◆ Exercise details: Please count how many lines below contain the word "trunk" and give nothing but that figure.
Start of Listed records
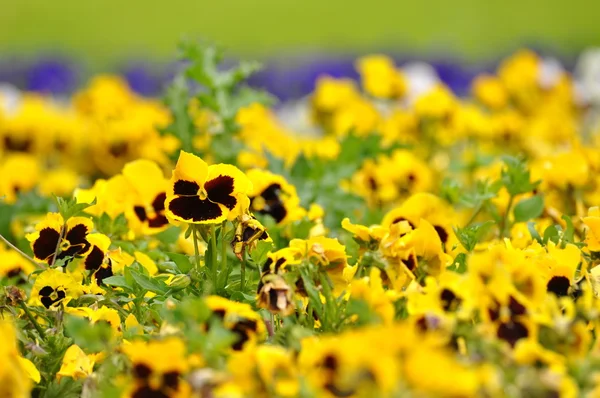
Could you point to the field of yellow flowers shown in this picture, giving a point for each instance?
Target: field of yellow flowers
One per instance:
(384, 238)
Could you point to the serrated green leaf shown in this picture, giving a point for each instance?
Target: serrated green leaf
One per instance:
(552, 233)
(117, 281)
(528, 208)
(182, 261)
(259, 254)
(148, 283)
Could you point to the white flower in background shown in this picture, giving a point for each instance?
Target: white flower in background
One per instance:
(421, 78)
(10, 98)
(587, 77)
(296, 116)
(551, 70)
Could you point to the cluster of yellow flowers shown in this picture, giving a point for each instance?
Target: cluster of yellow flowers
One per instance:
(460, 257)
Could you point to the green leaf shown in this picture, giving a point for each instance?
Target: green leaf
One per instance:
(92, 338)
(169, 235)
(460, 263)
(569, 233)
(149, 283)
(552, 233)
(470, 235)
(259, 254)
(529, 208)
(534, 233)
(183, 262)
(117, 281)
(516, 177)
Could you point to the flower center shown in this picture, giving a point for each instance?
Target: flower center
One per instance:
(64, 245)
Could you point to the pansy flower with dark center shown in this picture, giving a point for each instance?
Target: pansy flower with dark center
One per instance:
(53, 288)
(202, 194)
(273, 195)
(430, 208)
(238, 318)
(562, 269)
(249, 231)
(146, 215)
(97, 260)
(14, 266)
(275, 295)
(70, 239)
(158, 368)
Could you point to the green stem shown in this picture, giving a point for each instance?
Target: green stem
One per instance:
(224, 244)
(504, 224)
(32, 319)
(474, 215)
(60, 238)
(196, 251)
(213, 249)
(15, 248)
(243, 271)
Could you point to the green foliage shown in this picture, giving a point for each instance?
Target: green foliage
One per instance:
(529, 208)
(472, 234)
(516, 176)
(70, 208)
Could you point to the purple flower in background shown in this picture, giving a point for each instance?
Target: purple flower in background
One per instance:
(456, 76)
(13, 71)
(56, 76)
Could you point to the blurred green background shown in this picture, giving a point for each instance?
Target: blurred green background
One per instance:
(102, 31)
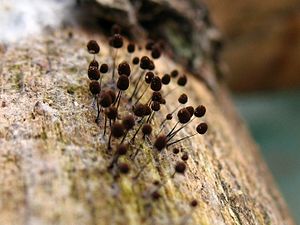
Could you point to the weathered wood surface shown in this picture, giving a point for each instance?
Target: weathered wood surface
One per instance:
(53, 162)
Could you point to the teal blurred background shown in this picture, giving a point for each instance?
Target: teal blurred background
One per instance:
(274, 121)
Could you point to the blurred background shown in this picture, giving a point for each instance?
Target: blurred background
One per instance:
(261, 55)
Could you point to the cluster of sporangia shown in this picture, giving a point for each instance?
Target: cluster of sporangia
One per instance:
(128, 114)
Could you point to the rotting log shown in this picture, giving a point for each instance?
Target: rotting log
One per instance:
(53, 157)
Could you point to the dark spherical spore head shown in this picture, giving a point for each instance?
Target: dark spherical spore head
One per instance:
(156, 182)
(105, 100)
(174, 73)
(95, 87)
(112, 113)
(124, 68)
(136, 60)
(112, 94)
(131, 47)
(149, 45)
(128, 122)
(185, 156)
(139, 110)
(93, 73)
(169, 116)
(148, 77)
(123, 82)
(194, 203)
(147, 129)
(155, 195)
(156, 83)
(117, 130)
(163, 101)
(94, 63)
(104, 68)
(183, 99)
(93, 47)
(156, 96)
(160, 142)
(175, 151)
(202, 128)
(115, 29)
(182, 80)
(200, 111)
(117, 41)
(166, 79)
(156, 52)
(145, 62)
(190, 109)
(183, 116)
(121, 149)
(180, 167)
(155, 106)
(124, 168)
(147, 110)
(151, 65)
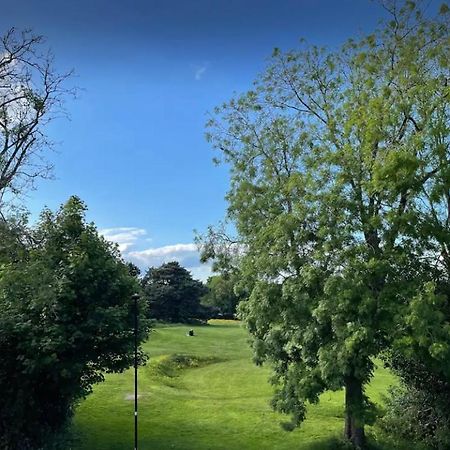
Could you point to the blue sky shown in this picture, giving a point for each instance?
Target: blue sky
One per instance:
(134, 148)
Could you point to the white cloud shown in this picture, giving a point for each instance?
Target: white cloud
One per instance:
(125, 237)
(199, 71)
(130, 239)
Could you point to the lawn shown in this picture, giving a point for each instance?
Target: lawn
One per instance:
(213, 397)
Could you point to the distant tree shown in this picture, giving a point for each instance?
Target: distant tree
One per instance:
(172, 294)
(221, 294)
(32, 93)
(339, 160)
(66, 318)
(133, 270)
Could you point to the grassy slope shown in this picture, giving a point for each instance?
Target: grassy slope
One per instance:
(223, 404)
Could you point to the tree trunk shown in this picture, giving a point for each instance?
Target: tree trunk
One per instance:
(354, 413)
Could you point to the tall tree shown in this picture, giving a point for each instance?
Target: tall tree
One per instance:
(32, 93)
(172, 293)
(67, 317)
(332, 156)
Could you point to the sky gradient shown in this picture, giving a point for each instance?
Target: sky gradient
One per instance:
(149, 71)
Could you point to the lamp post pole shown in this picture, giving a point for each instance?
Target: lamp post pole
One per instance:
(135, 297)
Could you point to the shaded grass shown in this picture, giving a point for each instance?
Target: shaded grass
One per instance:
(204, 392)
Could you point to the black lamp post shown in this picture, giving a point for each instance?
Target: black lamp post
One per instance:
(135, 297)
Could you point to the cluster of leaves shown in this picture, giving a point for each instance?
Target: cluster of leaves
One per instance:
(172, 294)
(67, 317)
(340, 195)
(418, 410)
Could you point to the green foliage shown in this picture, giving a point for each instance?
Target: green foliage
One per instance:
(210, 397)
(172, 294)
(67, 317)
(339, 192)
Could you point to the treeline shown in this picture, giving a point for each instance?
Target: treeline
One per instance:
(172, 295)
(66, 318)
(339, 160)
(66, 311)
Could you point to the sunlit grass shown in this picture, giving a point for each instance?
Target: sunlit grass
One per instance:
(215, 398)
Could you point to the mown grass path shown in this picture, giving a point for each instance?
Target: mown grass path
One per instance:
(215, 398)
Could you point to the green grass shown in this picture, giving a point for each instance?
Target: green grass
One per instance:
(204, 392)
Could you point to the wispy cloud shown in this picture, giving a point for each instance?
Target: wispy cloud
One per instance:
(200, 70)
(132, 239)
(186, 254)
(125, 237)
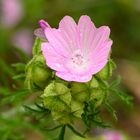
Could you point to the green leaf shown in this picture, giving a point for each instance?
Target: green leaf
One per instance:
(19, 67)
(16, 96)
(128, 99)
(19, 76)
(57, 97)
(106, 72)
(75, 131)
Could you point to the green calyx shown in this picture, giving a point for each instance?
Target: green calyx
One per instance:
(38, 75)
End of Listed records
◆ Written response: 2